▸ SHORT PROBLEM: Rewrite the part that opens with the line containing "entry: large stone building" and closes with the line containing "[[[219,122],[256,120],[256,76],[199,79],[198,111]]]", swapping "even-odd" for "nonzero" and keeping everything else the same.

Image boundary labeling rows:
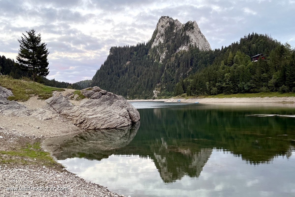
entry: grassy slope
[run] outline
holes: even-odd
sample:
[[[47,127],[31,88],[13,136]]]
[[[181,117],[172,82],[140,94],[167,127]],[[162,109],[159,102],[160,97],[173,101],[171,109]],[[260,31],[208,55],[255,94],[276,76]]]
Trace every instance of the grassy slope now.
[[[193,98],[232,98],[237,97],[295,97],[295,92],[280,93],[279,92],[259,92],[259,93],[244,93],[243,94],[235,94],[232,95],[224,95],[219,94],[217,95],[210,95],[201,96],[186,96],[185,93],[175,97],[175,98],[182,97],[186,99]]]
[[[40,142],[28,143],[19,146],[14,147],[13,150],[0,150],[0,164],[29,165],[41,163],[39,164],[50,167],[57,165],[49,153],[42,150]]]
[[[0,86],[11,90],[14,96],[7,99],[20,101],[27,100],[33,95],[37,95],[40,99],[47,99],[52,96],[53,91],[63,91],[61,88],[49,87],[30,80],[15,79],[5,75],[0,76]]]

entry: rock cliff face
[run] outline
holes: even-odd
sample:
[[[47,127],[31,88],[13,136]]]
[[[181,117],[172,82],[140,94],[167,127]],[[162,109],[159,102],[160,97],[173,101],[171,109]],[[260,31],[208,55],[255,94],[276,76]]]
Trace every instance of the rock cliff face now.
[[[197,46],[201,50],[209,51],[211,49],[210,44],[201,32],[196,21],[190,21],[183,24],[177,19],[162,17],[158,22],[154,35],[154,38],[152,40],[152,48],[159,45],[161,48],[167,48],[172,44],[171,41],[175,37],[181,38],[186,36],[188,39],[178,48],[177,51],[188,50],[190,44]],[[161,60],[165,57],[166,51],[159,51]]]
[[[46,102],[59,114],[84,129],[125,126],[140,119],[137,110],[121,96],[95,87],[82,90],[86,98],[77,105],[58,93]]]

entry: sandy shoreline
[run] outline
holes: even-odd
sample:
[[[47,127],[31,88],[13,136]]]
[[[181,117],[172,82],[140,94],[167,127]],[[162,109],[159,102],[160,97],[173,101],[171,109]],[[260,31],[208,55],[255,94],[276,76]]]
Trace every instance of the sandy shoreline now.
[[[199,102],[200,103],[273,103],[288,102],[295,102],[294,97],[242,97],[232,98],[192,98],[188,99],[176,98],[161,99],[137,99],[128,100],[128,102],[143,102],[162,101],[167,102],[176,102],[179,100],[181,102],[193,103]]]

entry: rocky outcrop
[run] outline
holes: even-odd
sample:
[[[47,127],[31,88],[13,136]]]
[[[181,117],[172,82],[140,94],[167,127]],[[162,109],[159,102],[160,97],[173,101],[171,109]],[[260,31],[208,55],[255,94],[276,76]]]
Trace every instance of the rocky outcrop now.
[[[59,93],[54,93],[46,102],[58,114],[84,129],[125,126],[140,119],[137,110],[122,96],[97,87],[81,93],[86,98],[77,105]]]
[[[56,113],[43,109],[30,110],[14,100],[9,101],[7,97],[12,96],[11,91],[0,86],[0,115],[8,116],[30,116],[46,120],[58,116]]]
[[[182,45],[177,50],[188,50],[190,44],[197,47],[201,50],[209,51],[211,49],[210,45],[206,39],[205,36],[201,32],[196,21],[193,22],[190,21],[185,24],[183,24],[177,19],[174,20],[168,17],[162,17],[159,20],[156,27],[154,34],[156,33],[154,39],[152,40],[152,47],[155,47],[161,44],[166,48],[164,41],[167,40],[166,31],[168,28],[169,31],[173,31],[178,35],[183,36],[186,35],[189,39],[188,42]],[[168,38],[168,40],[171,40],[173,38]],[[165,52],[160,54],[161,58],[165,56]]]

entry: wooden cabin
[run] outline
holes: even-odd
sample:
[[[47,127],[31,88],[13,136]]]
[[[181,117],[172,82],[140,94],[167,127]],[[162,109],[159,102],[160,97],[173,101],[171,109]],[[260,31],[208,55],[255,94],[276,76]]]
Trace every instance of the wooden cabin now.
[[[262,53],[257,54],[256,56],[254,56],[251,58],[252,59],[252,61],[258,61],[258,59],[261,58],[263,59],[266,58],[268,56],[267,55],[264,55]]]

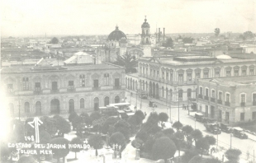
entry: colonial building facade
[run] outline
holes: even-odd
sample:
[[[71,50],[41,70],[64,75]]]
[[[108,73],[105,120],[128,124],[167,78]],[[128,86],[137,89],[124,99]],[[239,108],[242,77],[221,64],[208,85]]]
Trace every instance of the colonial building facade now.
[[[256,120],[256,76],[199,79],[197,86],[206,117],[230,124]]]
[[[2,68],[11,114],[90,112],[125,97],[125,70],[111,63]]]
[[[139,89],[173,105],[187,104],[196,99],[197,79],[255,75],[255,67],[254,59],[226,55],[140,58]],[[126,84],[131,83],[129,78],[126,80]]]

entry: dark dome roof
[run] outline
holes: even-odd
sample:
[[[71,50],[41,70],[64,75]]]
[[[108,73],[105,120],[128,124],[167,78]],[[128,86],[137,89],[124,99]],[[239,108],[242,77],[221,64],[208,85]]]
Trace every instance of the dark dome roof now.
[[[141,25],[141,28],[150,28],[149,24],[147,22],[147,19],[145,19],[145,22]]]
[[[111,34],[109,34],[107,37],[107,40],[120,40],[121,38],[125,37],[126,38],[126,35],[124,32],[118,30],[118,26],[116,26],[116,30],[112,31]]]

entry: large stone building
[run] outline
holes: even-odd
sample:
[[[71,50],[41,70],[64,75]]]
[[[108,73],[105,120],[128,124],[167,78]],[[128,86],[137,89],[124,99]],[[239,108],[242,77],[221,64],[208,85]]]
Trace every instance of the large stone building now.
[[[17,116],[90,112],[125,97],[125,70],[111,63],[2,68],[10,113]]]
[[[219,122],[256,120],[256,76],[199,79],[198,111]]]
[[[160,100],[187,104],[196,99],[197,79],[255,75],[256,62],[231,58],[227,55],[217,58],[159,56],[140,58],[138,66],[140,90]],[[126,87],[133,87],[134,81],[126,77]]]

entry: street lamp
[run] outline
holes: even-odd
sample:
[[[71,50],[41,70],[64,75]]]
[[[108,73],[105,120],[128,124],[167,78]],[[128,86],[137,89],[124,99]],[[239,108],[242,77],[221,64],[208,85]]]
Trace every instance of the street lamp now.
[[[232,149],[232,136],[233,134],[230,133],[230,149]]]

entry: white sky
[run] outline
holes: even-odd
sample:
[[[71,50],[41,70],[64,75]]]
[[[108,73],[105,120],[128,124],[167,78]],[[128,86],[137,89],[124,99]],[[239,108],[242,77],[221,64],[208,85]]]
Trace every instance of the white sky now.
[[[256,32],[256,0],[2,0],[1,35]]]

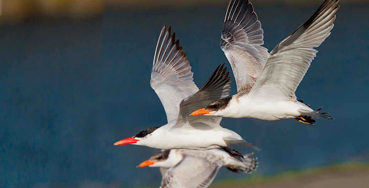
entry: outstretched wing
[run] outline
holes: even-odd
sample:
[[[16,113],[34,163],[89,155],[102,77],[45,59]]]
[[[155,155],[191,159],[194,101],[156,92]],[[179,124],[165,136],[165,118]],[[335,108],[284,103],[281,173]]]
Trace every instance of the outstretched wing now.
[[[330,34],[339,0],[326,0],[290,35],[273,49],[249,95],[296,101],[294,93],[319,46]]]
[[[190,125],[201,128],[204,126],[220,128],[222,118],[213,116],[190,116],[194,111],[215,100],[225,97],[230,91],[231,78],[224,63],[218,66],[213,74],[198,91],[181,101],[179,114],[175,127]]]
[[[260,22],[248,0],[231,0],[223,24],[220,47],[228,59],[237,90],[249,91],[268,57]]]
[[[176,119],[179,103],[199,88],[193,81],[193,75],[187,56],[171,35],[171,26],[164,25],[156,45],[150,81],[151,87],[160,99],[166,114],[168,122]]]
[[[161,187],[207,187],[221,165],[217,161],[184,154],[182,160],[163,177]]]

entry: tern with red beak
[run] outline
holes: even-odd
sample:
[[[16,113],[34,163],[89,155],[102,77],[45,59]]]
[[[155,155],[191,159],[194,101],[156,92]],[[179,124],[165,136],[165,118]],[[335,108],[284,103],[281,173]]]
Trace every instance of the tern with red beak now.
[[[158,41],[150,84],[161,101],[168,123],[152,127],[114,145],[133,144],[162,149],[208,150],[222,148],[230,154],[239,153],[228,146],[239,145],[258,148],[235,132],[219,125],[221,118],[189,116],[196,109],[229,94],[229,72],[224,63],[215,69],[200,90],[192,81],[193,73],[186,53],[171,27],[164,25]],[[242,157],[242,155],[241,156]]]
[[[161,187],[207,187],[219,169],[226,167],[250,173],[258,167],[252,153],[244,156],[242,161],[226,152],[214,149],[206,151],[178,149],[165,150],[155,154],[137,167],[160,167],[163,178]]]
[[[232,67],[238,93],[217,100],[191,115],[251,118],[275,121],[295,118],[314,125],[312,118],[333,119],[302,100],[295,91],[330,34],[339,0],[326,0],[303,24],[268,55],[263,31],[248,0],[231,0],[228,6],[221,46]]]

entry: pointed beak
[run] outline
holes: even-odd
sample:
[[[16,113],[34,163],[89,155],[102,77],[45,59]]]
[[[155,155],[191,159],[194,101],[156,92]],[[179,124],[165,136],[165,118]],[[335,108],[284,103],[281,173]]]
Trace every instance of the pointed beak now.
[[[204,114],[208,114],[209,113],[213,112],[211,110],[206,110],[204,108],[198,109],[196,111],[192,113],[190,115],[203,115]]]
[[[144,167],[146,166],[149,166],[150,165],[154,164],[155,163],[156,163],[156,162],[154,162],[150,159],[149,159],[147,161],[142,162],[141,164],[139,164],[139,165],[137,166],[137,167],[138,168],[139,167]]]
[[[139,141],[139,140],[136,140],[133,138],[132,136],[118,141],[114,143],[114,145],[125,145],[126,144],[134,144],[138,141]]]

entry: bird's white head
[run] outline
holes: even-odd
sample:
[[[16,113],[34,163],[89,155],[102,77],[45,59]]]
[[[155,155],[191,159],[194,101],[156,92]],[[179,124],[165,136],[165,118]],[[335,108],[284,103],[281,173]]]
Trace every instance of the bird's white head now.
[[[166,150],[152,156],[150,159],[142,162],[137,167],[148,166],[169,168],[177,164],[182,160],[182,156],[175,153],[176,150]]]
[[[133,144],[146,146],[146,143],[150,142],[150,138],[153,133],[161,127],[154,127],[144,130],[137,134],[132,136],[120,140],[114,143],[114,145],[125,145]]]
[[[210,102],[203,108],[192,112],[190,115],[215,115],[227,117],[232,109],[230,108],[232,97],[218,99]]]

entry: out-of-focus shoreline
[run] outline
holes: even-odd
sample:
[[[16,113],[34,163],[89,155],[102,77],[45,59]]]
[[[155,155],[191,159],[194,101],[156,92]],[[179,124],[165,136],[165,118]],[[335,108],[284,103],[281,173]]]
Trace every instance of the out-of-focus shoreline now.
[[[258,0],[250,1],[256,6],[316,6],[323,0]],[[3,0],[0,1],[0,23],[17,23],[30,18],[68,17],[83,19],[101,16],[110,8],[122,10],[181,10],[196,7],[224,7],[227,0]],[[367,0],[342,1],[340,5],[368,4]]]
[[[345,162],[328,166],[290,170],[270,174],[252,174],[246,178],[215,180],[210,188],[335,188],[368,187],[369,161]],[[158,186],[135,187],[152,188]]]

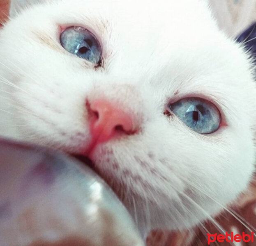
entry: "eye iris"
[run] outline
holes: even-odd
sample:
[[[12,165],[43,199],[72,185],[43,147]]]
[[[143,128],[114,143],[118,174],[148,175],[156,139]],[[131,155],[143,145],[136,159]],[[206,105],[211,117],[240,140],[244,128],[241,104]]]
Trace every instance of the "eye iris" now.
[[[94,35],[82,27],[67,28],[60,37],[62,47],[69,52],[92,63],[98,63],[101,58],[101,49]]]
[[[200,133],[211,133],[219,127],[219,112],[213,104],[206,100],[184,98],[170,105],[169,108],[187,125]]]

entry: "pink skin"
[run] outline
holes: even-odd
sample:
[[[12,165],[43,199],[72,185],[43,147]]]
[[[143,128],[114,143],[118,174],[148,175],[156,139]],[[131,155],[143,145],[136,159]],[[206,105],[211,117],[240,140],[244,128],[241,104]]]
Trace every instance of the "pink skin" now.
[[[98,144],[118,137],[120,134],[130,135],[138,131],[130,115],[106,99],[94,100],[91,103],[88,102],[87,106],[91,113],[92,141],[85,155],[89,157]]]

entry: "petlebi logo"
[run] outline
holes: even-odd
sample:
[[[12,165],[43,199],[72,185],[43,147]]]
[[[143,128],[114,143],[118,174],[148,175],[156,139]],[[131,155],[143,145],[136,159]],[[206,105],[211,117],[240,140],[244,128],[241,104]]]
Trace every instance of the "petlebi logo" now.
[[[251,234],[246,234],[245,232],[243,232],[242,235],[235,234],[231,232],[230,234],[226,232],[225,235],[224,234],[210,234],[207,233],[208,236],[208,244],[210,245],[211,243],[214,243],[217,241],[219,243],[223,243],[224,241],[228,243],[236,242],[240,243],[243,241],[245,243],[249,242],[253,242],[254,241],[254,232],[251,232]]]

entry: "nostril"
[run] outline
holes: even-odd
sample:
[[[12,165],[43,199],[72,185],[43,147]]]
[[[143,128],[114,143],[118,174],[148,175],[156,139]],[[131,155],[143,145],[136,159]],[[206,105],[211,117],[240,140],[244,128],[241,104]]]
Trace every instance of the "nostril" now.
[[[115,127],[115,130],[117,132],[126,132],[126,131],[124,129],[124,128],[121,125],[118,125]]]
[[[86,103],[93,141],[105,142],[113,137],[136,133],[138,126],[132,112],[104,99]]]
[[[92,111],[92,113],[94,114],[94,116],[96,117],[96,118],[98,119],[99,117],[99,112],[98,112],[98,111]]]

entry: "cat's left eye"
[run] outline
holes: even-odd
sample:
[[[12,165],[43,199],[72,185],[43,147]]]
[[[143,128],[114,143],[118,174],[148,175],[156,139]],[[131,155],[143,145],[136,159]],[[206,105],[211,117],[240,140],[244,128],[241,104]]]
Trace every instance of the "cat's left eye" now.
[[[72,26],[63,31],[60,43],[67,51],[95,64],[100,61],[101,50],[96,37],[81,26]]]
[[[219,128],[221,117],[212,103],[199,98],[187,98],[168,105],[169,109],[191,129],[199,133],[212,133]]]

▸ FINISHED TASK:
entry: large stone building
[run] outline
holes: nonzero
sample:
[[[71,50],[41,70],[64,75]]]
[[[108,73],[105,120],[128,124],[167,78]],[[128,86],[137,89],[124,99]],[[239,108],[242,77],[221,64],[208,85]]]
Trace every instance of the large stone building now.
[[[17,116],[90,112],[125,97],[125,70],[111,63],[2,68],[10,113]]]
[[[219,122],[256,120],[256,76],[199,79],[198,111]]]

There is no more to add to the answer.